Pull each line containing "dried" from the data.

[Collected data]
=== Section Start ===

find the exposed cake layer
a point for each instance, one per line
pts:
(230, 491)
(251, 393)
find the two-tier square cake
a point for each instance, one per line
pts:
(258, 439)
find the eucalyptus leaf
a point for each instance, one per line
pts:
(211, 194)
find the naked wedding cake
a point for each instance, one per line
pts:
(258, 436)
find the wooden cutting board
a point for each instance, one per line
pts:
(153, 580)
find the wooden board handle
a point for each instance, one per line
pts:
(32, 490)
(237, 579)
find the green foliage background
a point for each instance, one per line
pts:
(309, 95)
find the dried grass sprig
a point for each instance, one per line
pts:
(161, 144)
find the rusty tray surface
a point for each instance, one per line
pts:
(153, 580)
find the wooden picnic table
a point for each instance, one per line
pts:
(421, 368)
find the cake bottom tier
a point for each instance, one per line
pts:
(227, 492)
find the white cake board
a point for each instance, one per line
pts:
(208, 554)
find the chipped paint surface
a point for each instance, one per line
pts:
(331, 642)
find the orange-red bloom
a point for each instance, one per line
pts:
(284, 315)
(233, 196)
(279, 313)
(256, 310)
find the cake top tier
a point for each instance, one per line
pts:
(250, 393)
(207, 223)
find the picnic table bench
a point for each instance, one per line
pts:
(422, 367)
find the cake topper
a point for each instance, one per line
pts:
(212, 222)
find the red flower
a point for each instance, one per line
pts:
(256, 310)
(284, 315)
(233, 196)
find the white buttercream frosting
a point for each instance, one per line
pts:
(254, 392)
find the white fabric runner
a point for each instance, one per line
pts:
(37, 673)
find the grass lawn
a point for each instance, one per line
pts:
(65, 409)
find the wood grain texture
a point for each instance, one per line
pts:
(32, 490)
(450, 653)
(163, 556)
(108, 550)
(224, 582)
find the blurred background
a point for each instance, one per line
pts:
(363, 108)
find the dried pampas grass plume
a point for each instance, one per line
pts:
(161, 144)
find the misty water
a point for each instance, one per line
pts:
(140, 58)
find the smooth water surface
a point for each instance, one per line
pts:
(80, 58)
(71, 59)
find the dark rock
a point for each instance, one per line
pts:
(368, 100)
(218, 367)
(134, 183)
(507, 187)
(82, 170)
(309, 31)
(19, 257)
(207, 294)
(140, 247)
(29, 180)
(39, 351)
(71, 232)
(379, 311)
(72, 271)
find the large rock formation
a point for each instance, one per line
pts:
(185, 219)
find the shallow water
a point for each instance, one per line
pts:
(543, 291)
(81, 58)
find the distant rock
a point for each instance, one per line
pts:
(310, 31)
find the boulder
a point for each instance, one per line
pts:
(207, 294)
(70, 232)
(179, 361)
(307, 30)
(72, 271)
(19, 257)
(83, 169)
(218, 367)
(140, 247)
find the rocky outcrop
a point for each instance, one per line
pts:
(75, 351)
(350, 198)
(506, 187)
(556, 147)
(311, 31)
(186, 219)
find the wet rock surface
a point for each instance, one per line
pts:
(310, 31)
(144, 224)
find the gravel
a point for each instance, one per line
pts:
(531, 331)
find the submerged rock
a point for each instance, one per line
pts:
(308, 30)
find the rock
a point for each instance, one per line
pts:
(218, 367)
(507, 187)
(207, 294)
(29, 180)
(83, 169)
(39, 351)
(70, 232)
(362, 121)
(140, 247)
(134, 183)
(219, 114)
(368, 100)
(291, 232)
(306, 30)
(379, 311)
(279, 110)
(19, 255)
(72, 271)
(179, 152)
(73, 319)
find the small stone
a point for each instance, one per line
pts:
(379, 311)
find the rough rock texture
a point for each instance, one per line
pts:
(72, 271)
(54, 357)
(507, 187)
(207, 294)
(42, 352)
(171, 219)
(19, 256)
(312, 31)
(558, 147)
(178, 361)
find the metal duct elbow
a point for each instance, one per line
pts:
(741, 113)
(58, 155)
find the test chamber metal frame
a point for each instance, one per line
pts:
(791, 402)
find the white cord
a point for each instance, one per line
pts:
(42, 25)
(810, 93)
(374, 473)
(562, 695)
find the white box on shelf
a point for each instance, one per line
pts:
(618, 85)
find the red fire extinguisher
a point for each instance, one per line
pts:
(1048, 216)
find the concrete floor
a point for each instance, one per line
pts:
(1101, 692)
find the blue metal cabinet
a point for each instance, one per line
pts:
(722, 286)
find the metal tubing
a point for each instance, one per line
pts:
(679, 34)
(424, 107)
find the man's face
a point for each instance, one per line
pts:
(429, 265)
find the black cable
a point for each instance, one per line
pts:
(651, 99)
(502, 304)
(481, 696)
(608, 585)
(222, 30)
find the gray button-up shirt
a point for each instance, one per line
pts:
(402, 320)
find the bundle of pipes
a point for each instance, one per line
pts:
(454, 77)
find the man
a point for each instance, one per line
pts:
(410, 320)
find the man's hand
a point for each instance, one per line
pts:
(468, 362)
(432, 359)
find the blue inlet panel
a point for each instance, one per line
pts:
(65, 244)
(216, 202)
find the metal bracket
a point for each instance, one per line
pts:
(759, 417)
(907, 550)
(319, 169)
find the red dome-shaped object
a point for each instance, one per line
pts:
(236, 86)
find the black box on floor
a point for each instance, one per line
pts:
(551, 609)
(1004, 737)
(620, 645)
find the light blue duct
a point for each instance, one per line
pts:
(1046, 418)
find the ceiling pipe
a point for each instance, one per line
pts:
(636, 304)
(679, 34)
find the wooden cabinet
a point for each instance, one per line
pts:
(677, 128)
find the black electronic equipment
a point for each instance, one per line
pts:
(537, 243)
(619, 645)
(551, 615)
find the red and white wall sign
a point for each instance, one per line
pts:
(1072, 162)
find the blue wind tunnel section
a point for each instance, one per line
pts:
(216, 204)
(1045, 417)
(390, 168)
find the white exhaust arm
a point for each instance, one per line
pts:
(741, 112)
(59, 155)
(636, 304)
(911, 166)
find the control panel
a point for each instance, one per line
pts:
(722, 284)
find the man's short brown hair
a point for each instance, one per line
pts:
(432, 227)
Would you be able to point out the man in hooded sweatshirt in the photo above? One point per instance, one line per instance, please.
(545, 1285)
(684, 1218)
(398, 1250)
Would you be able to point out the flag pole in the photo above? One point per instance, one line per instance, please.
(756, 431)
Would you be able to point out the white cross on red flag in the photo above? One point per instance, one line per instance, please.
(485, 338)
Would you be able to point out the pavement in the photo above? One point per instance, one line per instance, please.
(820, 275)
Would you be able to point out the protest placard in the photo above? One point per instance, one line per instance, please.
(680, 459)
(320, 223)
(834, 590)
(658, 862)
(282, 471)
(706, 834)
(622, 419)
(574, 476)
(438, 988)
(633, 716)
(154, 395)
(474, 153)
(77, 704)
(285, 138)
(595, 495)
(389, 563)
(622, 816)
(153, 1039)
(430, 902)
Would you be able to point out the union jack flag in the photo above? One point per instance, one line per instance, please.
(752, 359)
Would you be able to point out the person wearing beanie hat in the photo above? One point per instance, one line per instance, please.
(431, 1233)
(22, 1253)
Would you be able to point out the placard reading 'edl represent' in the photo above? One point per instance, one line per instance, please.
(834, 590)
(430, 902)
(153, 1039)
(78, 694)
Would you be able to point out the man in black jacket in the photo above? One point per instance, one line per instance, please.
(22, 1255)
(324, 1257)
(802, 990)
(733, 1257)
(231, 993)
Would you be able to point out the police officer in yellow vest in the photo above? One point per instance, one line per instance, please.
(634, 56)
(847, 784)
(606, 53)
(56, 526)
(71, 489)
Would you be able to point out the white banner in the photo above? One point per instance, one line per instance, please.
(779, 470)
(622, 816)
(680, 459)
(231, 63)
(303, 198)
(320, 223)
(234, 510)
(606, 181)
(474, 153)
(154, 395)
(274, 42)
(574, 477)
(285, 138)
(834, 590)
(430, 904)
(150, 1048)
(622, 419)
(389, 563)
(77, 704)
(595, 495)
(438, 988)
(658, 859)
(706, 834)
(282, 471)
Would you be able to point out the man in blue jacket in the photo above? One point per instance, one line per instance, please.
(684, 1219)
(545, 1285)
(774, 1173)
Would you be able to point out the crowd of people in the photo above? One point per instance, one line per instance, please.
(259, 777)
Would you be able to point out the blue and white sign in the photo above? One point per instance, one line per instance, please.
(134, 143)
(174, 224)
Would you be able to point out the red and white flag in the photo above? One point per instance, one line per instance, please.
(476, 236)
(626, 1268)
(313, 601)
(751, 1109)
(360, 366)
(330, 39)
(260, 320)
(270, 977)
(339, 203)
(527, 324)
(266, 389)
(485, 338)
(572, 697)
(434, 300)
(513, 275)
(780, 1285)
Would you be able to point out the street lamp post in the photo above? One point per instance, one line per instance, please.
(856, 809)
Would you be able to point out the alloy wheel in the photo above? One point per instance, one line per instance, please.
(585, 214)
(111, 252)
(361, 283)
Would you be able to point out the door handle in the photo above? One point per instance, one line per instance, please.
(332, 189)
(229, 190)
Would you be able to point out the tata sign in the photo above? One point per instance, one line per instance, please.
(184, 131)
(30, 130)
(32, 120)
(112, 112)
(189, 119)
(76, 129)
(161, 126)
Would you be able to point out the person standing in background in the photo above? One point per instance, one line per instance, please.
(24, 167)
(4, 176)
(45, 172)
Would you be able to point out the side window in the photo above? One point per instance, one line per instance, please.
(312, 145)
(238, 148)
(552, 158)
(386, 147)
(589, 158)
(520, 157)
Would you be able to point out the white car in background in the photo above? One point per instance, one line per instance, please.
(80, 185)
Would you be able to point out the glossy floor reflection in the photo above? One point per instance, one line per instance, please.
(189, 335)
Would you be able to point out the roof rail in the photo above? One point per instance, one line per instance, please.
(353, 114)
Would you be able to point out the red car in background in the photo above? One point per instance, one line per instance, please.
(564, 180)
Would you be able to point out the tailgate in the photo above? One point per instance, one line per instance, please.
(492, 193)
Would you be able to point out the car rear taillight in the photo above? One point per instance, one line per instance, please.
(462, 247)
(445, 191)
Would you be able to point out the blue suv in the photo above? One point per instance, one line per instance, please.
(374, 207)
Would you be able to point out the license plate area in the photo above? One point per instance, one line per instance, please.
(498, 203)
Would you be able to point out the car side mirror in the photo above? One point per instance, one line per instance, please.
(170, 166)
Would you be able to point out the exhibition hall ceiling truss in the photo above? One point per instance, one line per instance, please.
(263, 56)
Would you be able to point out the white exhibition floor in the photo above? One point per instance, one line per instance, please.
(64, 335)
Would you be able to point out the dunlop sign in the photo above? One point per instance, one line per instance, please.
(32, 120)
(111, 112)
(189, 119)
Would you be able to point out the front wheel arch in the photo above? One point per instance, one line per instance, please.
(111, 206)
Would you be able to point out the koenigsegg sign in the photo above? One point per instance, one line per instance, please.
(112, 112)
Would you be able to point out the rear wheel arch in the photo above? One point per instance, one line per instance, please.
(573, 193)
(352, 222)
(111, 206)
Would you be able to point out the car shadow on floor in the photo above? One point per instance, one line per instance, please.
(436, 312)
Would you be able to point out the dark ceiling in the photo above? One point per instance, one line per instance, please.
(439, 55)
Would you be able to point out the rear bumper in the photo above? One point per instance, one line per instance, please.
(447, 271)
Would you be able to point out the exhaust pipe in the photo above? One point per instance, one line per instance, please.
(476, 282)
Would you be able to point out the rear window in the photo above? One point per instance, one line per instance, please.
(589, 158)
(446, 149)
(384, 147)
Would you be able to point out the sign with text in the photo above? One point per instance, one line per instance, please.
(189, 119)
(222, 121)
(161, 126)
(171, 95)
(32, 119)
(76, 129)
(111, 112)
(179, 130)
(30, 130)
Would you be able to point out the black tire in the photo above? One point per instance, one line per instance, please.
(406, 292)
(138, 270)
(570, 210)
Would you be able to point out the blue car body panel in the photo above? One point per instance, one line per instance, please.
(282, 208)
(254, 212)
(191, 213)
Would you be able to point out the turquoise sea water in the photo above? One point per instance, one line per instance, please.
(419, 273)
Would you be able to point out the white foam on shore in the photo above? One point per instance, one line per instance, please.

=== Section End ===

▶ **ANSWER TO THE EXERCISE**:
find the dried grass sprig
find the dried pampas grass plume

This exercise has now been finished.